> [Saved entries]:

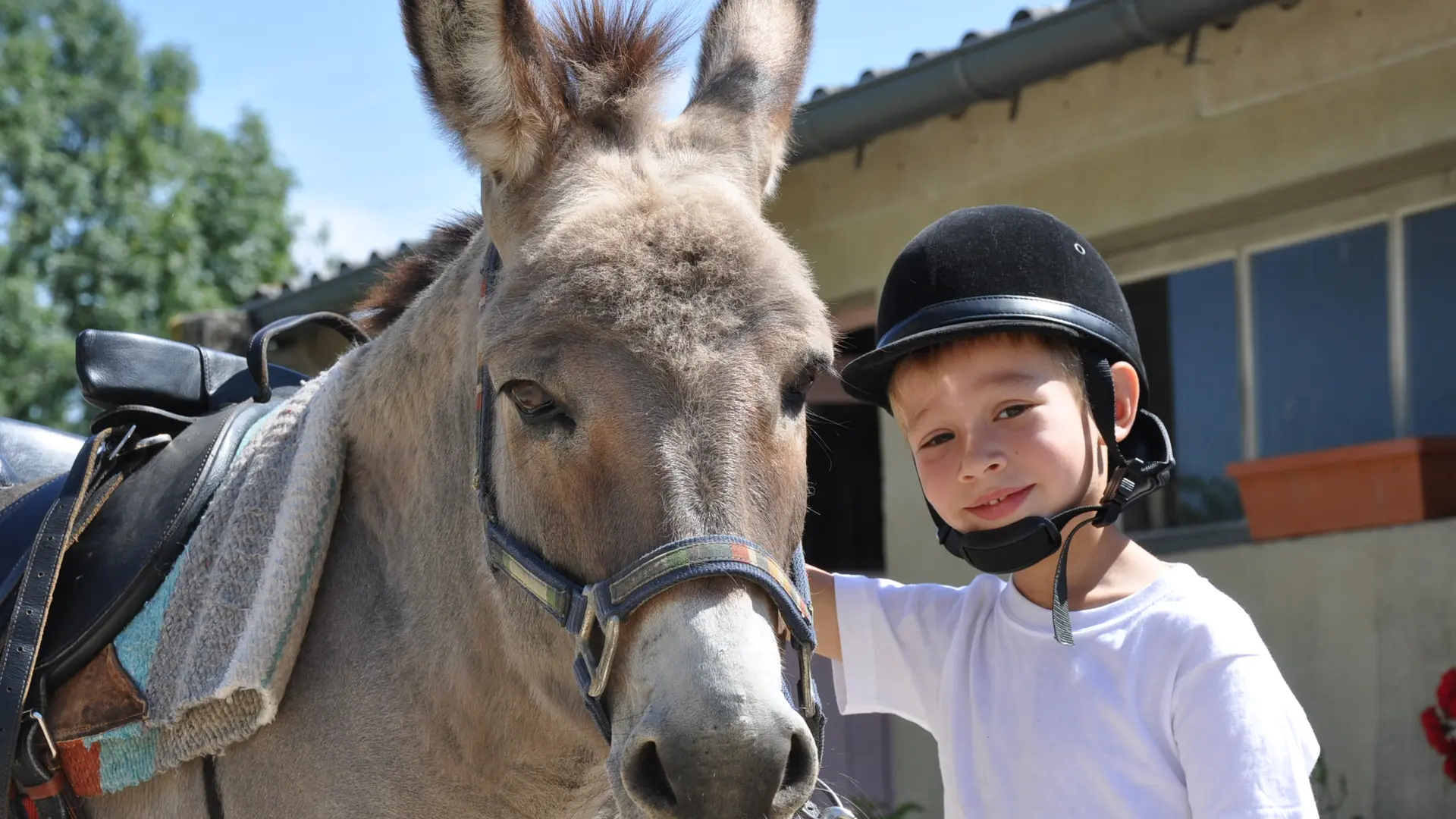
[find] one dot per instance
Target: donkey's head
(650, 341)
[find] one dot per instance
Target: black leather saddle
(174, 417)
(187, 404)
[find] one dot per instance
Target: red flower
(1436, 732)
(1446, 692)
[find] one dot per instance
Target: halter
(601, 608)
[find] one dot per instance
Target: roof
(1037, 44)
(325, 290)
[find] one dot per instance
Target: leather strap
(210, 789)
(33, 602)
(41, 779)
(606, 605)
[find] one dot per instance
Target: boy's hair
(1066, 354)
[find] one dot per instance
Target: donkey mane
(603, 66)
(609, 57)
(411, 276)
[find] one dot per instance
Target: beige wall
(1283, 111)
(1289, 124)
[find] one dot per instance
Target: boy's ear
(1126, 397)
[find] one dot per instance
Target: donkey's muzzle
(761, 767)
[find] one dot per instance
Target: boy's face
(1001, 431)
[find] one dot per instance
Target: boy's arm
(826, 617)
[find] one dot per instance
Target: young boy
(1101, 681)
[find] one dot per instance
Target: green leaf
(117, 209)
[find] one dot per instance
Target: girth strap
(22, 637)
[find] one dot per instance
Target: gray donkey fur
(644, 293)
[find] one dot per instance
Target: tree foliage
(117, 209)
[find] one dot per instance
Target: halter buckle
(598, 667)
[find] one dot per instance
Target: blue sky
(335, 85)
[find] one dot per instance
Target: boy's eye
(938, 441)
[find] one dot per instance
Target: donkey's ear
(485, 67)
(748, 77)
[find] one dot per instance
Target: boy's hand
(826, 617)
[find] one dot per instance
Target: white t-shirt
(1168, 704)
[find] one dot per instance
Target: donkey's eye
(530, 398)
(797, 392)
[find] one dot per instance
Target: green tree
(117, 209)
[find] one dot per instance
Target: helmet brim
(868, 376)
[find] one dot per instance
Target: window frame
(1239, 243)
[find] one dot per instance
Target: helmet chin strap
(1031, 539)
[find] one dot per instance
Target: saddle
(101, 521)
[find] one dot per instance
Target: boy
(1008, 356)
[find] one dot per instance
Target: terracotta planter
(1351, 487)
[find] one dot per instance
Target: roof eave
(996, 67)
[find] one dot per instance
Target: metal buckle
(599, 668)
(1114, 484)
(46, 732)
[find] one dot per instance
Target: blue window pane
(1430, 290)
(1203, 338)
(1321, 347)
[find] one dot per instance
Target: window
(843, 526)
(1203, 321)
(1188, 331)
(1430, 293)
(1321, 343)
(1332, 360)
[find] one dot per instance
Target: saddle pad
(213, 649)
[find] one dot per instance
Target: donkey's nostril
(801, 768)
(647, 780)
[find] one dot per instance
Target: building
(1276, 187)
(1279, 196)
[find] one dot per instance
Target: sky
(335, 85)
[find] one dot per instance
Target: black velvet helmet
(993, 268)
(1003, 268)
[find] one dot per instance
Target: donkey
(650, 340)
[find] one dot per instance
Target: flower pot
(1350, 487)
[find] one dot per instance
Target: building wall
(1362, 626)
(1288, 124)
(1286, 110)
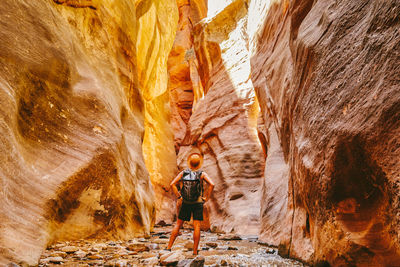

> [The problem]:
Only the records are wanted, copied exactly, with the pictures dropped.

> [Response to this exercise]:
[find] one dot per instance
Target: donkey's head
(650, 341)
[find] one dot per instance
Target: black leather saddle
(174, 417)
(187, 404)
[find] one dot per instance
Target: red flower
(1436, 732)
(1446, 692)
[find] one dot per instance
Target: halter
(601, 608)
[find] one dot per instance
Target: roof
(1037, 44)
(325, 290)
[find] one dot per instance
Target: leather strap
(210, 789)
(33, 602)
(41, 779)
(606, 605)
[find] one dot per instance
Target: boy's hair
(1066, 354)
[find] one dot per instance
Target: donkey mane
(603, 66)
(609, 57)
(411, 276)
[find] one dot per instance
Target: beige wall
(1283, 111)
(1289, 124)
[find] one dot per instance
Target: boy's ear
(1126, 397)
[find] one dot per instance
Target: donkey's muzzle
(761, 767)
[find] one dot per instance
Target: boy's face
(1001, 431)
[find] one dot per instance
Target: boy's arm
(826, 617)
[find] one dot per instance
Target: young boy
(1101, 681)
[find] one dot per instance
Target: green leaf
(117, 209)
[find] one dot per instance
Target: girth strap
(22, 637)
[find] one dot per instance
Target: gray donkey fur
(644, 293)
[find] one dot per instance
Target: tree foliage
(117, 209)
[find] one dot per instance
Target: halter buckle
(598, 667)
[find] one dot per instance
Target: blue sky
(335, 85)
[find] one dot per instance
Target: boy's eye
(938, 441)
[find] one dot per instance
Target: donkey's ear
(485, 67)
(748, 77)
[find] one dot per instance
Target: boy's hand
(826, 617)
[find] one dot per instance
Target: white t-shirt
(1168, 704)
[find] one dot per instance
Target: donkey's eye
(530, 398)
(797, 392)
[find] one dot per instance
Target: green tree
(117, 209)
[find] one dot per instance
Target: helmet brim
(868, 376)
[find] one dot per instance
Target: window frame
(1239, 243)
[find] one dot per instance
Target: helmet chin strap
(1031, 539)
[find] one dot per instance
Target: saddle
(101, 521)
[find] one dot per instance
Target: boy
(1008, 356)
[find] one dot per instance
Target: terracotta planter
(1351, 487)
[find] one dot per instance
Target: roof eave
(996, 67)
[find] one dot per instance
Target: metal buckle
(599, 668)
(1114, 484)
(46, 732)
[find] one dot per instance
Target: blue window pane
(1430, 290)
(1203, 338)
(1321, 347)
[find] one dot per instance
Target: window
(843, 526)
(1203, 321)
(1188, 331)
(1430, 293)
(1321, 343)
(1332, 360)
[find] one dot per instance
Target: saddle pad
(213, 649)
[find] one dot per instance
Target: donkey's nostril
(801, 768)
(647, 780)
[find] one dot per instance
Target: building
(1276, 187)
(1279, 196)
[find] one dot per instance
Target: sky
(335, 85)
[find] one dot per instance
Target: black velvet helmet
(993, 268)
(1003, 268)
[find] one dot per instance
Target: donkey
(650, 340)
[find] one dot per instance
Target: flower pot
(1350, 487)
[find] one dot per instance
Target: building wall
(1362, 626)
(1288, 124)
(1286, 110)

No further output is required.